▶ The data
• • •

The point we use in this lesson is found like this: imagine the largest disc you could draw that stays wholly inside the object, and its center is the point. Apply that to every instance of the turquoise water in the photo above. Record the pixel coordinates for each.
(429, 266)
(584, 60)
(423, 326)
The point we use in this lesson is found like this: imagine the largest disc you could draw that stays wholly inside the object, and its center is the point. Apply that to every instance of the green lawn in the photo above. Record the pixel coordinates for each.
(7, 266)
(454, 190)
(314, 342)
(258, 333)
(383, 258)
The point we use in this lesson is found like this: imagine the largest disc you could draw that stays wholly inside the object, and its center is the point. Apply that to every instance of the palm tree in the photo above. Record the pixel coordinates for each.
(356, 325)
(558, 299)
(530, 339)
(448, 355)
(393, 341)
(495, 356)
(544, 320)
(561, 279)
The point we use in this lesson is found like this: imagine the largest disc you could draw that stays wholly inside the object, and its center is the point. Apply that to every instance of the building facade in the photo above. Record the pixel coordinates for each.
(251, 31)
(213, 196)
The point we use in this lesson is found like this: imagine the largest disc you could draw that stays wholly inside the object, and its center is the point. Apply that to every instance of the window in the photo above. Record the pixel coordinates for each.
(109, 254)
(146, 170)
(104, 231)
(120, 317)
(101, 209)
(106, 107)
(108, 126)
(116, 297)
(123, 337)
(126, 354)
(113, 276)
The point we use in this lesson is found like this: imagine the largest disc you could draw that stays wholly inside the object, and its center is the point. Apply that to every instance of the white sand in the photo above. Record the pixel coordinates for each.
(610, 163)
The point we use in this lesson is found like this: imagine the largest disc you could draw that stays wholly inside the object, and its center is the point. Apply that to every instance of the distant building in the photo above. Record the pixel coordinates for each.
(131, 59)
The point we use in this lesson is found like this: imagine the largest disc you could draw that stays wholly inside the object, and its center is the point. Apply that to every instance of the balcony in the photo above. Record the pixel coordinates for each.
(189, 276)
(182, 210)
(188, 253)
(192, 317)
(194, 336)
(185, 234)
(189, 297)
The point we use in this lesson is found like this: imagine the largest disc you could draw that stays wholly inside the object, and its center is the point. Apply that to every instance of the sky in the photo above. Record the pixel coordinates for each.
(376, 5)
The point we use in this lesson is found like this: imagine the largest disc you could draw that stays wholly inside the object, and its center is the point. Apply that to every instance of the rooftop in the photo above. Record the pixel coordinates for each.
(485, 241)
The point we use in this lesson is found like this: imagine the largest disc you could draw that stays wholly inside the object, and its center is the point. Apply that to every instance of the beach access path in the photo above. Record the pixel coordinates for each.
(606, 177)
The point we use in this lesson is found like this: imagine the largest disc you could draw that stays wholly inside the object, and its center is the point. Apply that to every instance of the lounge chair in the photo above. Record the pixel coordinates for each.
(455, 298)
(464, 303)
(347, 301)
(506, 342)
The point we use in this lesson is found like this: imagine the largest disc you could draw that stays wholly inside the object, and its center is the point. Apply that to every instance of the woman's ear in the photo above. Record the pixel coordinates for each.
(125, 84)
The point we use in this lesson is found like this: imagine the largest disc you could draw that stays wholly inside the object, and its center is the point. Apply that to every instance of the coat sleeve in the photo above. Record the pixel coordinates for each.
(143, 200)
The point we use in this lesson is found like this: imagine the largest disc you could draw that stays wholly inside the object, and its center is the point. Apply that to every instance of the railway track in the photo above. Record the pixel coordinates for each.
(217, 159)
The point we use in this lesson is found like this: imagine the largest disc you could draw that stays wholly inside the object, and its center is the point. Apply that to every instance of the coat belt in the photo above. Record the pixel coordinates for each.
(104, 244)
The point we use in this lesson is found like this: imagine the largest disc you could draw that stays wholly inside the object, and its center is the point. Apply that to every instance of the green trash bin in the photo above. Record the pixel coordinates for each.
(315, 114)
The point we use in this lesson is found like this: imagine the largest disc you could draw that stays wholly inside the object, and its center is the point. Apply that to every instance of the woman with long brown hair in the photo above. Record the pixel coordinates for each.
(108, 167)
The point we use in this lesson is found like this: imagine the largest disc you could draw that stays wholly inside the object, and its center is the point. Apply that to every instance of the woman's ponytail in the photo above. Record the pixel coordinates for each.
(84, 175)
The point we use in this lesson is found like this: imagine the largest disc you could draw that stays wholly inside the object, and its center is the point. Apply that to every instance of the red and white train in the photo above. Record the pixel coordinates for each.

• • •

▶ Exercise
Please copy out every record above word for word, with no changes.

▶ Finished task
The point we use in this lesson is found like this: imagine the largest disc you could draw that stays wholly inside the object, and its center is the point. Apply that to every instance of the turquoise water in the photo above. Record the pixel coordinates for each.
(429, 266)
(584, 60)
(423, 326)
The point we use in this lesson is found like this: imagine the largest disc you could draw that stays wholly inside the object, and its center is the point. Apply that to every instance of the green lawn in the photo above. Record the pixel coordinates for each.
(7, 266)
(454, 190)
(314, 342)
(258, 333)
(383, 258)
The point we use in this lesson is found like this: imagine the largest disc you could draw that stays wholly inside the object, and its center is the point. Apply that to every instance of the palm tree in the photo above. Record the pixel coordinates for each.
(356, 325)
(558, 299)
(530, 339)
(448, 355)
(393, 341)
(495, 356)
(544, 320)
(561, 279)
The point we use in this lesson is found like this: imagine the largest disc you could draw that stays wholly inside the object, and its center is the point. Apply that to every instance of the building facade in the photo above. Record the pixel coordinates for each.
(251, 31)
(213, 196)
The point we use in this lesson is found like this: imagine the largest disc you could draw that stays wholly inside the object, and its center is the point. Apply that to every instance of the window in the photo above. Record the pixel coordinates for each.
(109, 254)
(146, 170)
(104, 231)
(120, 317)
(101, 209)
(106, 107)
(108, 126)
(116, 297)
(123, 337)
(126, 354)
(113, 276)
The point we use in this lesson is found like this: imagine the largest disc you could draw that stays wholly inside the object, and its center is the point. Apply that to every instance of the white sand in the photo above. Record the pixel coordinates for each.
(610, 163)
The point we use in this lesson is found like this: imagine the largest disc you could draw that stays wholly inside the object, and its center is the point. Apply that to every instance of the distant building in the photo above. Record the pixel coordinates for each.
(131, 59)
The point we use in this lesson is found like this: imagine the largest disc you could draw that stays wholly inside the object, and its center is the point. Apply that to every instance of the balcony in the photo above. Record the pixel coordinates for each.
(189, 276)
(182, 210)
(188, 253)
(192, 317)
(194, 336)
(185, 234)
(189, 297)
The point we use in this lesson is found like this: imagine the largest disc you could draw that stays wholly inside the object, and its center is the point. Apply that to every instance of the sky in the photo above. Record the pixel coordinates for each.
(376, 5)
The point we use in this lesson is found like this: imagine the largest disc you could draw that stays wholly inside the object, and its center is the point. Apply that to every instance of the rooftop in the photo above. Record the pixel coordinates for each.
(485, 241)
The point we use in this lesson is found like this: imagine the largest disc you could draw that stays wholly inside the object, and its center is the point. Apply that to every instance of the beach access path in the photo above. Record the pixel coordinates for each.
(606, 177)
The point we use in this lesson is found like this: imagine the largest disc you could draw that stays wholly inside the object, and its center is the point. Apply that to every instance of the lounge chair in the photo above. Record the pixel coordinates for each.
(455, 298)
(464, 303)
(347, 301)
(506, 342)
The point we use in this lesson is found like this: imagine the largest disc you could draw that stays wholly inside the object, and its center is the point. Apply that to every instance of the woman's ear in the photo above. Record the pixel coordinates for each.
(125, 84)
The point we use in this lesson is found like this: imagine the largest disc you could draw that stays wholly inside the object, and its center is the point. Apply that to every instance of the coat sleeve in the photo above. Record the pixel coordinates for each.
(143, 200)
The point we use in this lesson is found like this: imagine the largest disc you could draw that stays wholly inside the object, and its center is the point. Apply that to every instance of the railway track in the photo above. Record the pixel coordinates for each.
(217, 159)
The point we use in this lesson is found like this: imagine the largest disc you could draw that stays wholly inside the object, and its center is the point. Apply that to every instance of the coat belt in the photo above. Record the pixel coordinates for each.
(104, 244)
The point we use in this lesson is found like this: imagine the largest disc you could draw that stays wholly inside the object, and its center is the point. Apply that to every instance of the green trash bin in the photo above. Record the pixel coordinates for each.
(315, 114)
The point we use in this lesson is found like this: imagine the largest disc you could draw that stays wholly inside the object, and its center is the point. Apply that to every instance of the woman with long brown hair in the photo above. Record the pixel coordinates for each.
(108, 167)
The point we use in this lesson is found like this: imagine the largest disc you could draw that stays wholly inside the object, and its center is the point. Apply that to every instance of the woman's ponytail in the photo above. Record the pixel coordinates for each.
(84, 175)
The point we use in this lesson is found like this: imagine the largest disc you could draw that stays wholly inside the object, and its center is the point. Apply that to every instance of the red and white train in the photo above. Record the pixel coordinates for each.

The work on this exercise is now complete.